Extracted entries:

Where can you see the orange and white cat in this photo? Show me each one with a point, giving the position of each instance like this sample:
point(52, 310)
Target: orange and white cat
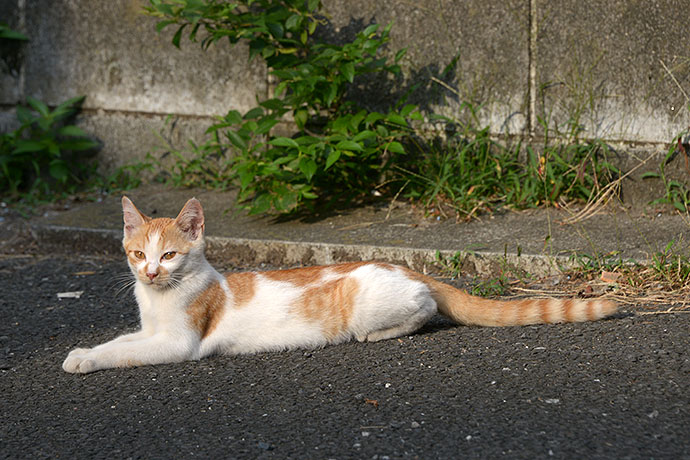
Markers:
point(188, 310)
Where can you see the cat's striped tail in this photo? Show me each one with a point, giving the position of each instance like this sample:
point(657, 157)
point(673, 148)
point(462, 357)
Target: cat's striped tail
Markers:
point(467, 309)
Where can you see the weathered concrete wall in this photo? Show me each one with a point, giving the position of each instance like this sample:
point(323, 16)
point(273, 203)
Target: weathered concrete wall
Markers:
point(619, 69)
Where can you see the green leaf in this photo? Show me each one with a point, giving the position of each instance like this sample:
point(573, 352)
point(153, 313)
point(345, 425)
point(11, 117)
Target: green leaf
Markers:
point(397, 119)
point(265, 125)
point(163, 24)
point(301, 116)
point(236, 140)
point(72, 131)
point(276, 29)
point(178, 36)
point(273, 104)
point(284, 142)
point(407, 109)
point(59, 170)
point(348, 71)
point(370, 30)
point(308, 167)
point(366, 134)
point(293, 22)
point(256, 112)
point(373, 117)
point(332, 158)
point(330, 94)
point(348, 145)
point(24, 146)
point(396, 147)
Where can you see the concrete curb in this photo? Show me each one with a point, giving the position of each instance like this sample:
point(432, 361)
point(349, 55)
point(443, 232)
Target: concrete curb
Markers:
point(279, 253)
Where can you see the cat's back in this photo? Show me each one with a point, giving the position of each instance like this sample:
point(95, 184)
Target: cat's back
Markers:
point(309, 307)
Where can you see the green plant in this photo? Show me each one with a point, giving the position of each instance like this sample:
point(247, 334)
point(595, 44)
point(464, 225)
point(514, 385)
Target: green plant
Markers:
point(677, 193)
point(469, 172)
point(596, 263)
point(672, 267)
point(45, 154)
point(339, 151)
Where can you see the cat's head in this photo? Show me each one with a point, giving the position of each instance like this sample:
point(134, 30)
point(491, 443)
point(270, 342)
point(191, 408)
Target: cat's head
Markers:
point(160, 251)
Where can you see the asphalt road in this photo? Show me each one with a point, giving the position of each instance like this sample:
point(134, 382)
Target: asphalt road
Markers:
point(612, 389)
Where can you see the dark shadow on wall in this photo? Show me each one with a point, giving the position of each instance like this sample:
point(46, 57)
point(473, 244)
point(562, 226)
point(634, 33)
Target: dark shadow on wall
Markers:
point(382, 91)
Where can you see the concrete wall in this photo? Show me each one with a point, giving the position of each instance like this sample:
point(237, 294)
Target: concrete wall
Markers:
point(618, 68)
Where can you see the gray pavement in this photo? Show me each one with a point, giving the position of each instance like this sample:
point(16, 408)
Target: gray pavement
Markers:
point(616, 388)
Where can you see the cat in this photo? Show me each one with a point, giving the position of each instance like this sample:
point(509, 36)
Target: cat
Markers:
point(188, 310)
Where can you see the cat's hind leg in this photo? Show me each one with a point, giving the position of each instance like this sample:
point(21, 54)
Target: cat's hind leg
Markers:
point(426, 310)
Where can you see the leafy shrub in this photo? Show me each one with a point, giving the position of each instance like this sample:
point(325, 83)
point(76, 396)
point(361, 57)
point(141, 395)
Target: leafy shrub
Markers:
point(468, 171)
point(45, 154)
point(339, 151)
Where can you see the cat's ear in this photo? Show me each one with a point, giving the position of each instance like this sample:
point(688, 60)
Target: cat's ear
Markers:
point(132, 217)
point(191, 219)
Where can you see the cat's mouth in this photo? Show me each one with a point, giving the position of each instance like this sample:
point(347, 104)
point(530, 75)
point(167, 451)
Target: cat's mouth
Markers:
point(157, 283)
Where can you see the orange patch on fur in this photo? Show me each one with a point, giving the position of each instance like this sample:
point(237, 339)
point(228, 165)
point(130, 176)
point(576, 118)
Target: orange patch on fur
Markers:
point(544, 312)
point(242, 286)
point(523, 307)
point(330, 304)
point(569, 310)
point(305, 276)
point(591, 315)
point(207, 309)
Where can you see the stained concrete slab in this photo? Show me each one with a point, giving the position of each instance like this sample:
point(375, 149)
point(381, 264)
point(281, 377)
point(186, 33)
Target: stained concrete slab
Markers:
point(536, 240)
point(110, 52)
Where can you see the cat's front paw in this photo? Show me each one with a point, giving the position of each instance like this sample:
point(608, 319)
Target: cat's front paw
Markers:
point(79, 351)
point(79, 363)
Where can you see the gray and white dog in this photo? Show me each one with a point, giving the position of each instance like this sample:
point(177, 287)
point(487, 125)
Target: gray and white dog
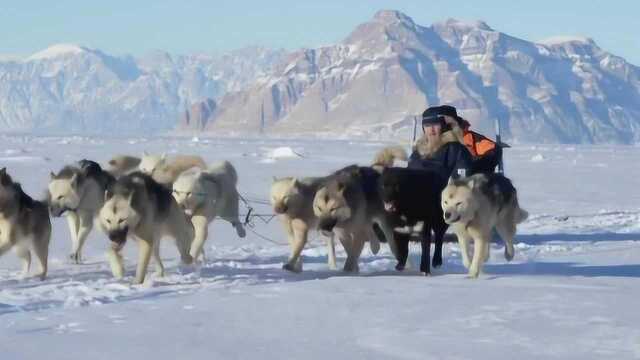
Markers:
point(78, 193)
point(121, 165)
point(205, 195)
point(24, 224)
point(292, 201)
point(349, 204)
point(474, 206)
point(138, 207)
point(165, 170)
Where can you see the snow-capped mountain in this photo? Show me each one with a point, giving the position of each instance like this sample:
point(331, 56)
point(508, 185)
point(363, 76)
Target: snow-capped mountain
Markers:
point(68, 87)
point(563, 89)
point(390, 68)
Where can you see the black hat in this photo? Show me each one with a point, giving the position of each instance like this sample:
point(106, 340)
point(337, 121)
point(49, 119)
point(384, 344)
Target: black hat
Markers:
point(435, 114)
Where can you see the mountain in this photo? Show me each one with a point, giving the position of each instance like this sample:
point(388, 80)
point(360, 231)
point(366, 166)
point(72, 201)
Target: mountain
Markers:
point(561, 90)
point(565, 90)
point(67, 87)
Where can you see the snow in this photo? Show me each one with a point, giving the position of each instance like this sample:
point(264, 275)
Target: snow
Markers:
point(538, 158)
point(571, 291)
point(57, 50)
point(283, 152)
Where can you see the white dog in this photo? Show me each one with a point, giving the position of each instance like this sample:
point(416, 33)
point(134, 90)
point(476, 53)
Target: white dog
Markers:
point(138, 207)
point(78, 193)
point(474, 206)
point(164, 170)
point(205, 195)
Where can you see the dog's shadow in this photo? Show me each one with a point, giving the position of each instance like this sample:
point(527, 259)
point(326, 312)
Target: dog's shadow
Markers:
point(536, 239)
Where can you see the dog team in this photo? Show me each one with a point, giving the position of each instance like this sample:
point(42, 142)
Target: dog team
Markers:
point(152, 197)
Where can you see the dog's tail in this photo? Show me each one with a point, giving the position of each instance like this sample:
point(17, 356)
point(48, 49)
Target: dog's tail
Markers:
point(387, 156)
point(520, 213)
point(226, 168)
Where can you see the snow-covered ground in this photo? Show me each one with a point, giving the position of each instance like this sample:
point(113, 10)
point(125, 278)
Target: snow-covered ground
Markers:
point(571, 292)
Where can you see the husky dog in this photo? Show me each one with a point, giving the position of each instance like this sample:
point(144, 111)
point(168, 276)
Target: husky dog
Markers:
point(138, 207)
point(166, 171)
point(474, 206)
point(24, 224)
point(349, 203)
point(292, 200)
point(121, 165)
point(78, 193)
point(206, 194)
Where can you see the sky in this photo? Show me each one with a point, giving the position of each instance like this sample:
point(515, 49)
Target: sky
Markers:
point(190, 26)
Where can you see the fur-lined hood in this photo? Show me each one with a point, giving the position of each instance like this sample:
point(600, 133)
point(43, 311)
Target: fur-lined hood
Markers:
point(426, 150)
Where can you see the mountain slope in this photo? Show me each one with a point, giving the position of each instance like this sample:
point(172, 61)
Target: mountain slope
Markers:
point(390, 68)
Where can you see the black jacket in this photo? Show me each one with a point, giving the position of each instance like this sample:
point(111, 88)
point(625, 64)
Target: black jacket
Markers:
point(446, 161)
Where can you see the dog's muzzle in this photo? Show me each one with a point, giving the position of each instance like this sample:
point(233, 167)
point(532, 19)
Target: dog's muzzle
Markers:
point(389, 207)
point(280, 208)
point(58, 211)
point(327, 224)
point(448, 218)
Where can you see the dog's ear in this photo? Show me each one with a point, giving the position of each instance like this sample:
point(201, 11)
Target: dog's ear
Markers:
point(76, 179)
point(471, 184)
point(5, 179)
point(107, 195)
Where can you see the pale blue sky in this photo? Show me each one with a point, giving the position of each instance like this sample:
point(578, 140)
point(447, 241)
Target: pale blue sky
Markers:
point(187, 26)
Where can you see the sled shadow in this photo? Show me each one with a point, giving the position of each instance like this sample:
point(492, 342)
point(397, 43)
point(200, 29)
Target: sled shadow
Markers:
point(563, 269)
point(539, 239)
point(263, 270)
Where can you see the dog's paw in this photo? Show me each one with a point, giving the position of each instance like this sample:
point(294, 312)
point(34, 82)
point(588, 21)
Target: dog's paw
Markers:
point(291, 268)
point(473, 273)
point(466, 263)
point(75, 258)
point(508, 255)
point(240, 231)
point(437, 262)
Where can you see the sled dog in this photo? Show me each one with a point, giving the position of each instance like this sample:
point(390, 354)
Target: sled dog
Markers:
point(292, 200)
point(164, 170)
point(122, 165)
point(349, 203)
point(474, 206)
point(78, 193)
point(138, 207)
point(24, 225)
point(205, 194)
point(413, 197)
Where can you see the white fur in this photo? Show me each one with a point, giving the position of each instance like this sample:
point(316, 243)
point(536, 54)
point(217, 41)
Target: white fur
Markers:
point(164, 170)
point(205, 195)
point(86, 198)
point(474, 217)
point(118, 214)
point(294, 209)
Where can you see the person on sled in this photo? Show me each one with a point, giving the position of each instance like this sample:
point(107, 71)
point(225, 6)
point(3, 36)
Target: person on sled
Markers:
point(445, 133)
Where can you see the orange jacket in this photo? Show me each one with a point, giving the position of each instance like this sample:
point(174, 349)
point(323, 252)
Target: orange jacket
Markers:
point(478, 144)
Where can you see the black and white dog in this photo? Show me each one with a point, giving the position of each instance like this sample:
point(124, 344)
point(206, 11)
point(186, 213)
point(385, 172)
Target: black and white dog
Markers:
point(413, 196)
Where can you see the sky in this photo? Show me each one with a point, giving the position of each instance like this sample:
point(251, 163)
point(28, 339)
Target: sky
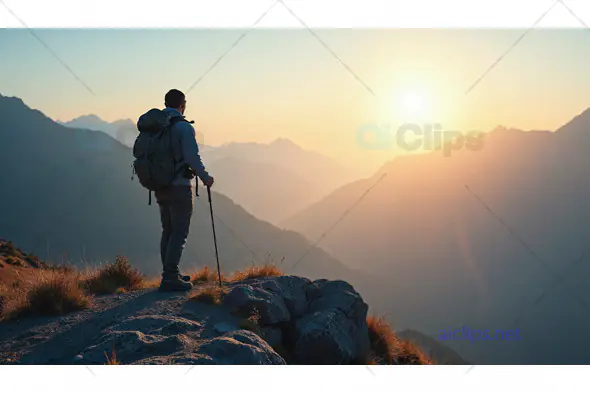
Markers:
point(284, 83)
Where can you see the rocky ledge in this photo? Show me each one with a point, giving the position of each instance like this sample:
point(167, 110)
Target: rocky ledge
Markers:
point(273, 320)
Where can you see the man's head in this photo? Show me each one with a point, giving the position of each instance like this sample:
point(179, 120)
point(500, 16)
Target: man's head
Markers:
point(175, 99)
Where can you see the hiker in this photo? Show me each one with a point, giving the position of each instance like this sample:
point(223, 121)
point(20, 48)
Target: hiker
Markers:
point(169, 137)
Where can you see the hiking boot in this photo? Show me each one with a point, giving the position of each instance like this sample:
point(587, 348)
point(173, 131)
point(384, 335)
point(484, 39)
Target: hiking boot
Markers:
point(175, 284)
point(185, 278)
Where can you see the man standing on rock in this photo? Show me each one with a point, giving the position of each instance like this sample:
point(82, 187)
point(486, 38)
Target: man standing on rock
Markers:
point(176, 201)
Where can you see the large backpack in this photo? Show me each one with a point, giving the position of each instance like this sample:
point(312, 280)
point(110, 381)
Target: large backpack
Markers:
point(155, 164)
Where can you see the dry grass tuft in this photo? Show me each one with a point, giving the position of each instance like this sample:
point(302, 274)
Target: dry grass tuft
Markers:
point(206, 275)
point(252, 323)
point(54, 293)
point(115, 277)
point(266, 270)
point(387, 348)
point(210, 294)
point(112, 360)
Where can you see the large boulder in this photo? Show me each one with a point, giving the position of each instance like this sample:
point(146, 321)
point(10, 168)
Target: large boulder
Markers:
point(240, 347)
point(141, 337)
point(334, 331)
point(246, 299)
point(293, 291)
point(133, 346)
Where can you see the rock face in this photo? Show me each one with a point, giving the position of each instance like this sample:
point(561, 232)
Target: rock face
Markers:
point(322, 322)
point(270, 321)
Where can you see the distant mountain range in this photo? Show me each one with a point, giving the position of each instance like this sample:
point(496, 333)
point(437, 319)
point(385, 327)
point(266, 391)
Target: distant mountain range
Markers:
point(490, 239)
point(69, 202)
point(124, 131)
point(272, 181)
point(433, 348)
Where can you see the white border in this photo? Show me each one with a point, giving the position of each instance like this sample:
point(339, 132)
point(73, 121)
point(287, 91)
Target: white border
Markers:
point(315, 13)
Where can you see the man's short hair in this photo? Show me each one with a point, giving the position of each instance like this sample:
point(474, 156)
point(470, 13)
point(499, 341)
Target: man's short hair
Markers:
point(174, 99)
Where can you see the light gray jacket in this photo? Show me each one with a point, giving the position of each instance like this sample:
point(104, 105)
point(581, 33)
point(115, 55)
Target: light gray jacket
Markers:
point(186, 149)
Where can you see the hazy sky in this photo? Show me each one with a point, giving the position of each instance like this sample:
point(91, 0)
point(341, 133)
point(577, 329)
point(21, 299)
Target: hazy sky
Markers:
point(284, 83)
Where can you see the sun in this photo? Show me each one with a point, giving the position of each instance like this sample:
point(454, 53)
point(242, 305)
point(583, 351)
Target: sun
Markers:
point(414, 104)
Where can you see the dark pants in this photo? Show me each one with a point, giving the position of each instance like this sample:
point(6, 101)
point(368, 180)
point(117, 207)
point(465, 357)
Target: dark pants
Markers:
point(176, 209)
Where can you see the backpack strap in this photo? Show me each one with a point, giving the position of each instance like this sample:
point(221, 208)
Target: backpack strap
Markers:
point(181, 119)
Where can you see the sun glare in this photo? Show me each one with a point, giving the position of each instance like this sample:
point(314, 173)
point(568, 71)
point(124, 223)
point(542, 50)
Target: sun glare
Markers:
point(414, 103)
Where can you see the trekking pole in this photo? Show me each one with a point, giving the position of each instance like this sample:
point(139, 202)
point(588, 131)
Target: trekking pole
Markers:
point(214, 235)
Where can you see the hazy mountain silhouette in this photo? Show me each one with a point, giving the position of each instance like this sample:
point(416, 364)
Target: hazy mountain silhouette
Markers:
point(124, 131)
point(432, 347)
point(324, 173)
point(63, 196)
point(272, 181)
point(446, 261)
point(266, 190)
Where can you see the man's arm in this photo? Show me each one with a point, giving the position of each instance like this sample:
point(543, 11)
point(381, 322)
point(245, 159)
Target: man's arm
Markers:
point(190, 152)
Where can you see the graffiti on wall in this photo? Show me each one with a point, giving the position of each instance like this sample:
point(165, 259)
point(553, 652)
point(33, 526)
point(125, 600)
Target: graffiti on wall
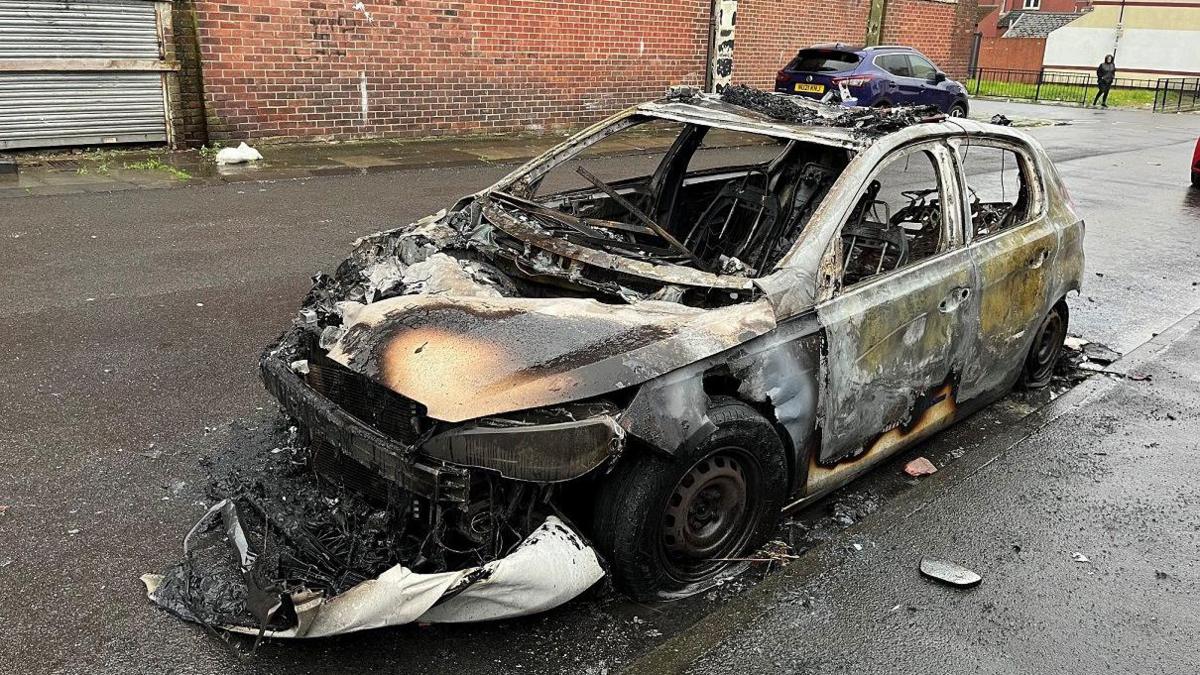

Required work:
Switch "man's arm" to "man's hand" in everything from the line containing "Where can you see the hazy mountain" down to the end of the items above, and give those lines back otherwise unchanged, leaving the pictures out.

Written solution:
Where can you see the hazy mountain silhouette in this photo? Show me each one with a point, giving the position of each instance like this sample:
point(416, 364)
Target: hazy mountain silhouette
Markers:
point(124, 131)
point(432, 347)
point(324, 173)
point(63, 196)
point(272, 181)
point(446, 261)
point(266, 190)
Where can you see the man's hand in this photo? Show me each one with a point, giving the position of each instance like this sample:
point(543, 11)
point(381, 322)
point(245, 159)
Target: man's hand
Markers:
point(190, 152)
Where can you see the graffiti on wall in this photo? Show me each one with a point, giving the position of each instance like this sample:
point(165, 259)
point(553, 652)
point(33, 526)
point(125, 600)
Target: graffiti on wall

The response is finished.